Input for this task:
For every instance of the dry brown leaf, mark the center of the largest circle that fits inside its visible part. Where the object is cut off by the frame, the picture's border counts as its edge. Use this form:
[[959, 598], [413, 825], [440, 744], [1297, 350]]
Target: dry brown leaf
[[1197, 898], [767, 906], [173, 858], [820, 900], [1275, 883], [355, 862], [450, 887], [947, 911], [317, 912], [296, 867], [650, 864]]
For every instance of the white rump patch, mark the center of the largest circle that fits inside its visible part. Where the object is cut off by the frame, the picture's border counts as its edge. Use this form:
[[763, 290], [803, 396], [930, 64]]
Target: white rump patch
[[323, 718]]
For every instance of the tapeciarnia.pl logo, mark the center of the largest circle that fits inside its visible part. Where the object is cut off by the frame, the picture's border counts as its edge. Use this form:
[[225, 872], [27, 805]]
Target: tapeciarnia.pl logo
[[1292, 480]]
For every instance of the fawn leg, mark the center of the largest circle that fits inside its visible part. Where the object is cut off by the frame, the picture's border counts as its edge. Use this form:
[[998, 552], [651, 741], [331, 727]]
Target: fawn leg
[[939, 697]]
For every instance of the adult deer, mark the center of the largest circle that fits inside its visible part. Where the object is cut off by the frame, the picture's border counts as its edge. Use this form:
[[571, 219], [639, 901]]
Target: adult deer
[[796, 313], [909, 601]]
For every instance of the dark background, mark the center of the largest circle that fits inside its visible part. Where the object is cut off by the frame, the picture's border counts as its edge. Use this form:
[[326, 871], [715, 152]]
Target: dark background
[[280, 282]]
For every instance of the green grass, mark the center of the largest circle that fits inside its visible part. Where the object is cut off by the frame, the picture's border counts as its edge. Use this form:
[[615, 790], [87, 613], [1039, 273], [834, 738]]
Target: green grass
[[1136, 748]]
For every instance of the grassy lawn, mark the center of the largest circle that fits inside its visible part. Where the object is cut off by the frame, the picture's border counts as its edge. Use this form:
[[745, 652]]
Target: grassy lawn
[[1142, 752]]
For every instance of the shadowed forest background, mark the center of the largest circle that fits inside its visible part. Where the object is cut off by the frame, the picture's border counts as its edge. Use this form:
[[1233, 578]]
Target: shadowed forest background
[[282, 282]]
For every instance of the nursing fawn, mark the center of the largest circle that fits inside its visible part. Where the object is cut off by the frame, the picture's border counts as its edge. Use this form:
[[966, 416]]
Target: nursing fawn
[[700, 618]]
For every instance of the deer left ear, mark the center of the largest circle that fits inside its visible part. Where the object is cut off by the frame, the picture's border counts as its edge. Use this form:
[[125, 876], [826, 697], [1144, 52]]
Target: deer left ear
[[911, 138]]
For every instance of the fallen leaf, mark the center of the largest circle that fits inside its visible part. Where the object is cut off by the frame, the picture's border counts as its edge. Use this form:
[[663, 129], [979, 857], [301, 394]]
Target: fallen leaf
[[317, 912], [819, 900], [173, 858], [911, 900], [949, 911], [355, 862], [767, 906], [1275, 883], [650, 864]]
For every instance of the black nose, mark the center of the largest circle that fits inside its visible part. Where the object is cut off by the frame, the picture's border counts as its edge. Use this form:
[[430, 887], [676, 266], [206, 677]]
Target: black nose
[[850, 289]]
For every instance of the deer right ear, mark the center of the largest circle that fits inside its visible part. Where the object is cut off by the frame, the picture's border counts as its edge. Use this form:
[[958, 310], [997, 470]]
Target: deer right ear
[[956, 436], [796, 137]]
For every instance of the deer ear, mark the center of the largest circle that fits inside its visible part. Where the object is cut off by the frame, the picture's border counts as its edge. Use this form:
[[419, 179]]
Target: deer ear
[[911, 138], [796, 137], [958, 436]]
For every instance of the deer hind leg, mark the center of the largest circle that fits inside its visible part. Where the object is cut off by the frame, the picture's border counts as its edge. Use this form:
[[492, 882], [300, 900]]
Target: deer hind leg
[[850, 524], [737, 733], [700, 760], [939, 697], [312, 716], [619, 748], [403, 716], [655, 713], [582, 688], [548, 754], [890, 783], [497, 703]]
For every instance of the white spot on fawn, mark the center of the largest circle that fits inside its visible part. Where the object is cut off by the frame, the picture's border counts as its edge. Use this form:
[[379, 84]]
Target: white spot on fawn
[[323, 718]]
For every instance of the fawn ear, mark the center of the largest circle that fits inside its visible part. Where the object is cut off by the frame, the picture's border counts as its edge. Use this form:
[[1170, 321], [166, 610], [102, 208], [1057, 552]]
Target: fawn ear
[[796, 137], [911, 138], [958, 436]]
--
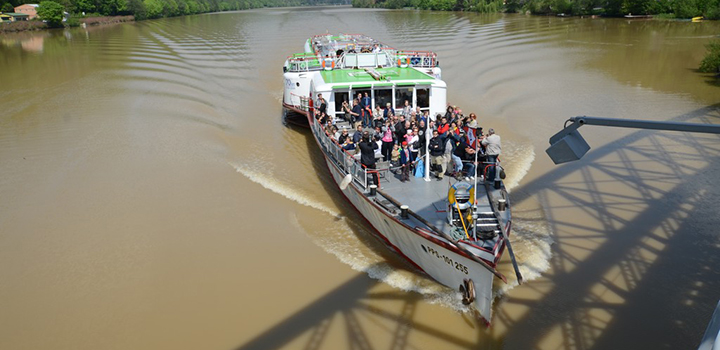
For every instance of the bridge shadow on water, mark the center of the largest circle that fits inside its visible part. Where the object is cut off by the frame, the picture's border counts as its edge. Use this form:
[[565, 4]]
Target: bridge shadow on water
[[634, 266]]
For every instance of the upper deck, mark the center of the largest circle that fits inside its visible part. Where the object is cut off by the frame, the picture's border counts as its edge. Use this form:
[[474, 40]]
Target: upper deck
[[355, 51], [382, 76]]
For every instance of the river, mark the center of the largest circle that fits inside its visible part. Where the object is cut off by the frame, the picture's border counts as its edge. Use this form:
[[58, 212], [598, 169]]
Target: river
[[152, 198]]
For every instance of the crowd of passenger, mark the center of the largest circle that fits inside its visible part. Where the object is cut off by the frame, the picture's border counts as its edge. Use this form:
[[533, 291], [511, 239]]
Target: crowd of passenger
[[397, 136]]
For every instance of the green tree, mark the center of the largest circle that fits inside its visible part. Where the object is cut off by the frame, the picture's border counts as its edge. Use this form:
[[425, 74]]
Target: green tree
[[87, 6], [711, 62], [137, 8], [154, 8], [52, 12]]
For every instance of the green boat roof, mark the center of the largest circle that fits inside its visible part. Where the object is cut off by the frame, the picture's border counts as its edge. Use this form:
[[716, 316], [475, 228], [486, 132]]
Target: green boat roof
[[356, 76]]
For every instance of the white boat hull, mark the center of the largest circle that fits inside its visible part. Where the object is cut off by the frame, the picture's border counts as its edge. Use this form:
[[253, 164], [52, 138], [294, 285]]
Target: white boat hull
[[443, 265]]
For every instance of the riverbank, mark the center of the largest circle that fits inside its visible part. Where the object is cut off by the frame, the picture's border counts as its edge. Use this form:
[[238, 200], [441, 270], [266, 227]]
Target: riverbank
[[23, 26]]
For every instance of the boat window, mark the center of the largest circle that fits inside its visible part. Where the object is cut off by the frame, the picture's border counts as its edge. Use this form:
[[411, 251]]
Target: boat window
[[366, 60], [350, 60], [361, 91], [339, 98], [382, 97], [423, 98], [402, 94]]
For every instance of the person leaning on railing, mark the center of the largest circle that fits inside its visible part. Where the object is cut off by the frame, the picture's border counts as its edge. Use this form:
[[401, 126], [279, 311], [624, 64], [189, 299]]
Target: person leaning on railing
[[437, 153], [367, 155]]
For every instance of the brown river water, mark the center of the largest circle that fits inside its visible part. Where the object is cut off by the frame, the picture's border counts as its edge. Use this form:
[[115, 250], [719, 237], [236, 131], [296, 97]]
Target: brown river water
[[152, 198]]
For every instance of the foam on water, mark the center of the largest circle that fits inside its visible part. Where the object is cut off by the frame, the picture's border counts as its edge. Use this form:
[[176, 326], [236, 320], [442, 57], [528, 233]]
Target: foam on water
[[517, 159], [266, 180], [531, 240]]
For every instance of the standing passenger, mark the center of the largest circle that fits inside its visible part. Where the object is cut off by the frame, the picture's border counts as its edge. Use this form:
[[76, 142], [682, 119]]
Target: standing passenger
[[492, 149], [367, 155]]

Goal of the exercise:
Where the data above reaches the line holding "For every instance of the white rump", begin printing, and stop after the line holding "[[763, 290], [803, 396], [930, 64]]". Each line must be reproduced exactly, with nothing else added.

Task answer:
For every instance of the white rump patch, mark the center of the largest circle that fits inside its visible part. Where the object is cut off by the frame, the picture's border counts as its edge. Use this form:
[[763, 290], [803, 396], [930, 64]]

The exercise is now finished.